* SOURCE TEXT
>> Begin

# Finitely repeated Prisoner’s Dilemma with switching cost I'm doing this finitely repeated Prisoner's dilemma with switching costs but I have trouble showing the fact that $$\varepsilon$$ had to be $$1 < \varepsilon < 2$$. I do see why and that it is a subgame-perfect Nash equilibrium, but how do I show it.

My approach: Consider deviations by player 1, given that player 2 sticks to his strategies in his subgames following histories that end in each of the four outcomes of the game. (By symmetry the below would also account for deviations by player 2 if player 1 sticks to his strategies).

We know that this game is played $$T$$ times. Let $$m$$ denote the number of cooperation stages (i.e. number of times the strategy profile $$(C,C)$$ has been played), let $$n$$ denote the number of punishment stages (number of times the strategy profile $$(D,D)$$ has been played), and let $$T = m + n +1$$. If the players cooperate $$T$$ times they get $$3$$ in payoffs. Thus, we can write $$3T=3(m+n+1)$$ If player 1 deviates at any stage of the game he'll get a payoff of $$3 \cdot m + (4 - \varepsilon) + 2 \cdot n$$ For the deviation to be profitable for player 1 the deviation payoff has to be greater than or equal to the cooperative payoff. That is, $$3 \cdot m + (4 - \varepsilon) + 2 \cdot n \geq 3m + 3n + 3$$ We can simplify this $$n \leq 1 - \varepsilon$$

And this is where I'm stuck. What am I supposed to interpret from this? That when $$\varepsilon \in (1,2)$$ then the number of punishment stages is negative?

Another question I have is: Assume that the question above got answered. Is that enough? Or do I need to show something more? Because I'm well aware that playing $$(C,C)$$ $$T$$ times is a SPNE and playing $$(D,D)$$ $$T$$ times is also a SPNE and either way there is no profitable deviations.

So, to summarize: I would like to know if I'm approaching this problem in the right way. I would like to get some help on how to move forward from where I got stuck. And if the above would be enough to show what the problem is asking for.

Many thanks in advance!

>> End

(Coordinate annotation entries)
>> Begin

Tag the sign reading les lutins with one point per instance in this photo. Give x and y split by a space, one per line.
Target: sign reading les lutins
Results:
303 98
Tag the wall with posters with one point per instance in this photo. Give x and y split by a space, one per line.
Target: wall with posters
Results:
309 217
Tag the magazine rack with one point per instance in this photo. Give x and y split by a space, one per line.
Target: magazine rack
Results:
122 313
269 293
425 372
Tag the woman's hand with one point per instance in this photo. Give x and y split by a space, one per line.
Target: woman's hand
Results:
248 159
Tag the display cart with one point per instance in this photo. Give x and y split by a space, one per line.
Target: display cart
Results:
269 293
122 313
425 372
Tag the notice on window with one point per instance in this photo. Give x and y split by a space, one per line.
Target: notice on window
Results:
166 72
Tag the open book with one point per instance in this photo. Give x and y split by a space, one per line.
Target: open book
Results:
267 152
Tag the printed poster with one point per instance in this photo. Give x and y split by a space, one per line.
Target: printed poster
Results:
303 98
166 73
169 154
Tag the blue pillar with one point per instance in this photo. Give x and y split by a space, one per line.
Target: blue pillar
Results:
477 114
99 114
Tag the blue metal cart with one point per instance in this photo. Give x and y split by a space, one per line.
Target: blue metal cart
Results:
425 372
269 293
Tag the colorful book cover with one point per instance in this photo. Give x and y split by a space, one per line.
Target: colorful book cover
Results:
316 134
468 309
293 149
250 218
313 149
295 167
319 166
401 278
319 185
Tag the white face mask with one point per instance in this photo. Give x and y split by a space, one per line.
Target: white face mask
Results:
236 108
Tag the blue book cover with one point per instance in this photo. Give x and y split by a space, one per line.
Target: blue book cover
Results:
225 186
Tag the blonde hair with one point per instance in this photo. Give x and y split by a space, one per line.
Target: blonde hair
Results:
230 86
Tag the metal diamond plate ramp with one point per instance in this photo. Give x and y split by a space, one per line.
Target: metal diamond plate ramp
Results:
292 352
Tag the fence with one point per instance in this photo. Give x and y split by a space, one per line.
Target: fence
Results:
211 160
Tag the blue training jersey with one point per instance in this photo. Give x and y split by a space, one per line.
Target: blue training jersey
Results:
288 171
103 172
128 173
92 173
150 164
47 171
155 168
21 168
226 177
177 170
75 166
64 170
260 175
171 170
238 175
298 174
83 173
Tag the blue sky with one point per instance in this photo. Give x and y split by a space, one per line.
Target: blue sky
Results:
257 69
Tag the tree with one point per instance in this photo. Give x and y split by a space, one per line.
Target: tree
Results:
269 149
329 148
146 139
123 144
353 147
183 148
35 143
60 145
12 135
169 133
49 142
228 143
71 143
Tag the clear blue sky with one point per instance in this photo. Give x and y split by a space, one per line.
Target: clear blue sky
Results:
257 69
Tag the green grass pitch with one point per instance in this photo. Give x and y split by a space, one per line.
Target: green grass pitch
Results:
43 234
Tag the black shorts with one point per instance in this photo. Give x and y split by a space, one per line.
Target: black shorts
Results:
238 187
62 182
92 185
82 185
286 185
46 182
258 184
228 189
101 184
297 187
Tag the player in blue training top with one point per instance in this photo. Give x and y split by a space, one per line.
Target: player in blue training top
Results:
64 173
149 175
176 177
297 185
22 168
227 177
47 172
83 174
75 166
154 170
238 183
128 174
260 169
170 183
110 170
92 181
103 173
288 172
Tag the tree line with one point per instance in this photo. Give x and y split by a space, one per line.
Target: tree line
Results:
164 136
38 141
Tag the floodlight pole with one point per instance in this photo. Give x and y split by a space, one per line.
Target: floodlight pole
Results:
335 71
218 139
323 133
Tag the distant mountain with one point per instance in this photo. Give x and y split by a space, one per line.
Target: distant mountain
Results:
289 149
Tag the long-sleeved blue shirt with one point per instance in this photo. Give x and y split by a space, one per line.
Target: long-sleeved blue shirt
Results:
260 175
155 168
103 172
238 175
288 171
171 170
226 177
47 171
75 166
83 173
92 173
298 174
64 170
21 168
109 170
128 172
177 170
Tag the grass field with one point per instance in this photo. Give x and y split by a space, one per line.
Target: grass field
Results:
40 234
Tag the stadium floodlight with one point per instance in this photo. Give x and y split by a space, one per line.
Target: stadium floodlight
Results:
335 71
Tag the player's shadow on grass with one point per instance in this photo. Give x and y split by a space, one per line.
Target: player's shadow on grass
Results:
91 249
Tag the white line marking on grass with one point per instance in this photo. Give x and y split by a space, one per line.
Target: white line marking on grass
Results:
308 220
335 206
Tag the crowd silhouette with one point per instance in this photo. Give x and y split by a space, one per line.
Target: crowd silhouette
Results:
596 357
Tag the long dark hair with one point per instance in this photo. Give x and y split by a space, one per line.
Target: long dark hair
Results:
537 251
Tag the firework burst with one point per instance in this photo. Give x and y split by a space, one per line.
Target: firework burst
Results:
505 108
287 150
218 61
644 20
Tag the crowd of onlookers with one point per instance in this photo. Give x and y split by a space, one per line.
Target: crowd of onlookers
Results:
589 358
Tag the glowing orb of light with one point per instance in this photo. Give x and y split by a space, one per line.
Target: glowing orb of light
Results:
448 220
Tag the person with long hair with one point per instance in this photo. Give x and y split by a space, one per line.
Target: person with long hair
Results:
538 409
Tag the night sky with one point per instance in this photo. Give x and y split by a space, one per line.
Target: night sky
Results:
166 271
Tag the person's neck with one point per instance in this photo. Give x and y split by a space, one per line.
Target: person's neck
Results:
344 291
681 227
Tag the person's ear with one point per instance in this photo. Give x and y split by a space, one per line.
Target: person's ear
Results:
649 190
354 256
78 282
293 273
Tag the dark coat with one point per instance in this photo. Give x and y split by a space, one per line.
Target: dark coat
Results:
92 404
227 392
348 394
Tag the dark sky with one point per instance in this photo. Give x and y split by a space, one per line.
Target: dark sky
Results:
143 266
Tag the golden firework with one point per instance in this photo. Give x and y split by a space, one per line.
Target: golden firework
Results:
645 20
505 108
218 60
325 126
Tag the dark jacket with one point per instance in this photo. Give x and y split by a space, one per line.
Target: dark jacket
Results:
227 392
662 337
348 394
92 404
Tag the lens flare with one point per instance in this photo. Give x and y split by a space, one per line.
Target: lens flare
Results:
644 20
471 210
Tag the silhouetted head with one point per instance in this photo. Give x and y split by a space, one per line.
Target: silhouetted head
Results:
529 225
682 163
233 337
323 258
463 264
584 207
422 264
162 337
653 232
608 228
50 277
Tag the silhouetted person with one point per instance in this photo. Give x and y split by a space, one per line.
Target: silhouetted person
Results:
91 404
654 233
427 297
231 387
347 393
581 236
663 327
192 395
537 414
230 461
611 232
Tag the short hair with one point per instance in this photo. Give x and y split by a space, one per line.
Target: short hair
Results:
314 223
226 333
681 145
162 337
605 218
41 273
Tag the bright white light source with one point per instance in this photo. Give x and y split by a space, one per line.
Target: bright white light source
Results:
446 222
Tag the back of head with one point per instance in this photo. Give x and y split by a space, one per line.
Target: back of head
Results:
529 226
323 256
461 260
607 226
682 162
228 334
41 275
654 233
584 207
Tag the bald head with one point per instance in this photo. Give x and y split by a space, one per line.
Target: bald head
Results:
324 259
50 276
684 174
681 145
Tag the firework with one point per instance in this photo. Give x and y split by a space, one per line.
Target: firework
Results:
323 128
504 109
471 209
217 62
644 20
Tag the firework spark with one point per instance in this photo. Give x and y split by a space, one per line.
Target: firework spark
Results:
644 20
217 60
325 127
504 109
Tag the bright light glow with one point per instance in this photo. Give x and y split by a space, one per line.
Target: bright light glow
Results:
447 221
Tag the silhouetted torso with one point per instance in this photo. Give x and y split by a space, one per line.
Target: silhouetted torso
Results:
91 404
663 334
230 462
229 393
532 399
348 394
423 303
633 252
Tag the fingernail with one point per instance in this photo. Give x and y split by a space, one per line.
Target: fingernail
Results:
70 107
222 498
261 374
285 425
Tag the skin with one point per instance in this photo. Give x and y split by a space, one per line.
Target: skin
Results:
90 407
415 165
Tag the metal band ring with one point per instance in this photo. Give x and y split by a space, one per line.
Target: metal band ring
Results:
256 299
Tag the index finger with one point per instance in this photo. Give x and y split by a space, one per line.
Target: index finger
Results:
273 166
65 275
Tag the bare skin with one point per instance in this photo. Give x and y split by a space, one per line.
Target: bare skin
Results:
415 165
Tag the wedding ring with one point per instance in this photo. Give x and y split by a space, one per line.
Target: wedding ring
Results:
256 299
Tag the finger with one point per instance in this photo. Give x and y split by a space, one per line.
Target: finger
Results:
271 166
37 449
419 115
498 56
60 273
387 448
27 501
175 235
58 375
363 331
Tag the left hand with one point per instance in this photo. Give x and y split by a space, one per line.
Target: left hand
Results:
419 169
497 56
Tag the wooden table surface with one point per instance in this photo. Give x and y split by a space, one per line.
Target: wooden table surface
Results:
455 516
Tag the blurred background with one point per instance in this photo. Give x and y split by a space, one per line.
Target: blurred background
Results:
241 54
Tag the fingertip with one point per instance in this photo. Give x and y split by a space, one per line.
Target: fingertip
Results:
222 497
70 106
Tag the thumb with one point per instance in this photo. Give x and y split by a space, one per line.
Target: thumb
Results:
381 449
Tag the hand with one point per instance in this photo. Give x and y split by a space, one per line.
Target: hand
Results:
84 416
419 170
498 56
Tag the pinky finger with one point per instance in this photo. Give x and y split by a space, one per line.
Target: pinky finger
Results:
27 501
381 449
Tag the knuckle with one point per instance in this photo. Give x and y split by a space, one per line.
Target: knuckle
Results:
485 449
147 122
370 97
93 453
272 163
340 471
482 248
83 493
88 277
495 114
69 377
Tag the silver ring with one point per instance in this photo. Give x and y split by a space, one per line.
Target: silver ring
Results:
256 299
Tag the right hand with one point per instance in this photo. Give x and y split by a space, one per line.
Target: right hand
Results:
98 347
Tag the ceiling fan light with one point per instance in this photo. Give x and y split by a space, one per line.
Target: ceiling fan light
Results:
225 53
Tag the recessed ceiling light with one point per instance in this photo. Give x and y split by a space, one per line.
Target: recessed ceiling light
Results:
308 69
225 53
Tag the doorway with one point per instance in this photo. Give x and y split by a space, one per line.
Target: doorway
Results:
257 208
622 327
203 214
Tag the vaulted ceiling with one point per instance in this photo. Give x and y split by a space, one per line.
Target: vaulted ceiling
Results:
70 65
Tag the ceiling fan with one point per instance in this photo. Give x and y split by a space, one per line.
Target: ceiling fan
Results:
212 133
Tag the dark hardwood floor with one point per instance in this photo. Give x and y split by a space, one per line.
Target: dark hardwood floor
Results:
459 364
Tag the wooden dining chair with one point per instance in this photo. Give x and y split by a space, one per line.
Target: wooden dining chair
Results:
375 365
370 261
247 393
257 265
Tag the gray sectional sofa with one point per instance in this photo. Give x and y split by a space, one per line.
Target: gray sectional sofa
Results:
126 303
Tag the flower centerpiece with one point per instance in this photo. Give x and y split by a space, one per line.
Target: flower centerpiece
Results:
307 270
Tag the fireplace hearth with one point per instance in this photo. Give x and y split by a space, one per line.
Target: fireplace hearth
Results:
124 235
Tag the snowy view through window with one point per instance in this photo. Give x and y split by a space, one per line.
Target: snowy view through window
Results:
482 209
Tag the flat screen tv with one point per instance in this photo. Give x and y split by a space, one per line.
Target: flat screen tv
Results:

>> End

Write the next part of the forum post about the repeated Prisoner's Dilemma with switching costs, starting right after its last line. You won't need the rows for anything here.

[Update]---------------- Below is my updated attempt on a solution with some inspiration from M.J. Osbourne and the feedback I got from @Herr K..   • This doesn't change your conclusion qualitatively, but I'd suggest being more explicit about the steam of payoffs after a deviation. For example, suppose player 1 deviates at time $t$, and the outcome at $t-1$ was $(C,C)$. Then the continuation payoff from $t$ onwards would be $4-\epsilon+2(T-t)$. Compared to the continuation payoff from not deviating at $t$, which is $3(T-t+1)$, deviation is not profitable for any $t\le T$ as long as $\epsilon >1$. Jan 18, 2021 at 18:00
• Ah I think I understand. If let's say I would apply the same method you used to for example ($C,D$). If we suppose player 1 deviates at time $t$, and the outcome at time $t-1$ was ($C,D$). Then the continuation payoff from $t$ onwards would be $2-\varepsilon + 2(T-t)$. If he doesn't deviate it would be a stream of 0's from time from time $t$, which is $0(T-t+1)$. Thus, we have that deviation is profitable if $2-\varepsilon 2(T-t) \geq 0T \quad \Rightarrow \quad 0 \leq 2 - \varepsilon + 2T - 2t$. That is, a deviation will be profitable for any $t \leq T$ as long as $\varepsilon < 2$. Jan 20, 2021 at 16:33
• Well, if the outcome at $t-1$ is $(C,D)$, then the given strategy prescribes playing $D$ at $t$ for player 1. So playing $C$ is deviating, whereas playing $D$ is not. Also, since we only need to consider one-shot deviations, if player 1 deviates to playing $C$ at $t$, he should revert back to the original strategy from $t+1$ onwards, i.e. playing $D$ from $t+1$ till $T$. Jan 20, 2021 at 22:11
• It might be a dumb question but doesn’t the outcome $(C,D)$ at $t-1$ count as a deviation? If the play was $(C,D)$ at time $t-1$ and again at time $t$ wouldn’t it be two deviations then? Jan 20, 2021 at 22:26
• The one stage deviation is for every subgame. So in any subgame that comes after the outcome $(C,D)$, we verify that there is no profitable one-shot deviation within that subgame, even though the subgame in question is clearly off-equilibrium path. Jan 20, 2021 at 23:22

1. Regarding the lower bound on $$\epsilon$$: What happens if deviation occurs at stage $$T$$? In other words, there is no opportunity for your so-called "punishment stages".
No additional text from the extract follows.